* Excerpted records *

────

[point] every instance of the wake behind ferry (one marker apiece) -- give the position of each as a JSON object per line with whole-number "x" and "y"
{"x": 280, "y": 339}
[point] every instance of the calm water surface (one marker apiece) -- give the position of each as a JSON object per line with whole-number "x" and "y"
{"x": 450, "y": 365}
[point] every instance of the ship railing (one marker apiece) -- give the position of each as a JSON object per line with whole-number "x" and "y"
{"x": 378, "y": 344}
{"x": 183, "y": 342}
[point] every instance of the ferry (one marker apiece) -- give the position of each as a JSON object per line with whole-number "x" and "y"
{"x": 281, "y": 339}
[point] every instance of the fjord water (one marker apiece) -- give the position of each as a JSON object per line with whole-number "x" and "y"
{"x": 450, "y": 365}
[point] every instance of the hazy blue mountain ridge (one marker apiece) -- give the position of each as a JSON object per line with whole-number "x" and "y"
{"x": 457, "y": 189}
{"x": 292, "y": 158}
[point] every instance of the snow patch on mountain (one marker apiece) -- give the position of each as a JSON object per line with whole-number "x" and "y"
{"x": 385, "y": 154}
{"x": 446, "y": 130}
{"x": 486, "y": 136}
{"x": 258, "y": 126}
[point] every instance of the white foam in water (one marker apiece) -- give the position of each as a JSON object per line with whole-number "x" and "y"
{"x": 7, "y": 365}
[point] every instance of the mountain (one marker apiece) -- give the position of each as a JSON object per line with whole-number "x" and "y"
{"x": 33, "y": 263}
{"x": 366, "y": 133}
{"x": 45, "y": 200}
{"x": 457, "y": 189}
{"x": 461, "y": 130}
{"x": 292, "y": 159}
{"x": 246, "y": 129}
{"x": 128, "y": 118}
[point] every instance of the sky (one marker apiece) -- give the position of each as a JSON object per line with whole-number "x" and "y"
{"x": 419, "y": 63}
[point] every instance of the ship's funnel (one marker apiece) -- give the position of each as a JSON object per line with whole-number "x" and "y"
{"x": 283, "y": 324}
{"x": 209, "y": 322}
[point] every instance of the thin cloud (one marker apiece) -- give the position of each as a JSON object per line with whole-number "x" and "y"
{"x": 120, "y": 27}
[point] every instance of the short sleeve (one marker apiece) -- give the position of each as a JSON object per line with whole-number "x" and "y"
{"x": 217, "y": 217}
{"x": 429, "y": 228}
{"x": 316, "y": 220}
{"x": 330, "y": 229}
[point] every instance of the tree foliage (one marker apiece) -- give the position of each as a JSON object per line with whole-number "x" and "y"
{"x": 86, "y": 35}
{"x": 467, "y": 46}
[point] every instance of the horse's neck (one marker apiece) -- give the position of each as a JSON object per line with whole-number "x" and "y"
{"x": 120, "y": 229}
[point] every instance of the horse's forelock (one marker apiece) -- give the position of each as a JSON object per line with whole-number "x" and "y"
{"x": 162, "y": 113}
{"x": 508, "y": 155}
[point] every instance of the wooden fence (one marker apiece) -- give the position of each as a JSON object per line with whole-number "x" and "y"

────

* Do this *
Repeat the material in full, exactly as it stands.

* Result of the exercise *
[point] every instance of the wake behind ferry (one marker apiece) -- give the position of each as a JSON object per line with whole-number "x" and "y"
{"x": 280, "y": 339}
[point] every instance of the calm water surface (one marker apiece) -- give the position of each as a JSON object per line with whole-number "x" and "y"
{"x": 450, "y": 365}
[point] every instance of the ship railing (one marker apiece) -- give the position of each as a JSON object per line with whole-number "x" and "y"
{"x": 378, "y": 344}
{"x": 183, "y": 342}
[point] every instance of the ferry (one marker apiece) -- give the position of each as a JSON object per line with whole-number "x" and "y"
{"x": 281, "y": 339}
[point] every instance of the fjord water (one marker apiece) -- give the position of each as a JSON object per line with whole-number "x" and "y"
{"x": 450, "y": 365}
[point] every instance of the hazy blue mountain ridge (one marker apiece) -- give the position of each as a JSON object per line with whole-number "x" and "y"
{"x": 457, "y": 189}
{"x": 292, "y": 158}
[point] every instance of the snow patch on mountain (one marker apiece) -- give the position of each as a JSON object per line with whole-number "x" and "y"
{"x": 385, "y": 154}
{"x": 446, "y": 130}
{"x": 486, "y": 136}
{"x": 258, "y": 126}
[point] every instance of the white foam in water (one marker apiece) -- give the position of each as a JSON object per line with whole-number "x" and "y"
{"x": 7, "y": 365}
[point] every instance of the mountain (one marker apiece) -- give the position of each as a JSON object per line with whole-number "x" and "y"
{"x": 33, "y": 263}
{"x": 366, "y": 133}
{"x": 45, "y": 200}
{"x": 457, "y": 189}
{"x": 461, "y": 130}
{"x": 292, "y": 159}
{"x": 246, "y": 129}
{"x": 128, "y": 118}
[point] every instance of the sky (one marker apiece) -- give the position of each as a JSON object per line with whole-number "x" and "y"
{"x": 419, "y": 63}
[point] every instance of the ship's funnel (one marker apiece) -- give the position of each as a JSON object per line with whole-number "x" and "y"
{"x": 283, "y": 324}
{"x": 209, "y": 322}
[point] every instance of the thin cloud (one marker apiece) -- give the position of each as a JSON object per line with whole-number "x" and "y"
{"x": 120, "y": 27}
[point] every instance of the short sleeve (one marker apiece) -- give the position of each as a JSON object per line with whole-number "x" and "y"
{"x": 217, "y": 217}
{"x": 429, "y": 228}
{"x": 316, "y": 220}
{"x": 330, "y": 229}
[point] every instance of the tree foliage (one marker apiece) -- give the position of each as a JSON object per line with whole-number "x" and "y"
{"x": 86, "y": 35}
{"x": 467, "y": 46}
[point] every instance of the horse's neck (one marker apiece) -- give the position of each as a JSON object per line with whole-number "x" and "y"
{"x": 120, "y": 229}
[point] every instance of the horse's forelock (one marker apiece) -- give the position of each as a JSON object per line with whole-number "x" and "y"
{"x": 162, "y": 113}
{"x": 508, "y": 155}
[point] every instance of the wooden fence (one marker apiece) -- give the position of each as a JSON object per line with whole-number "x" and "y"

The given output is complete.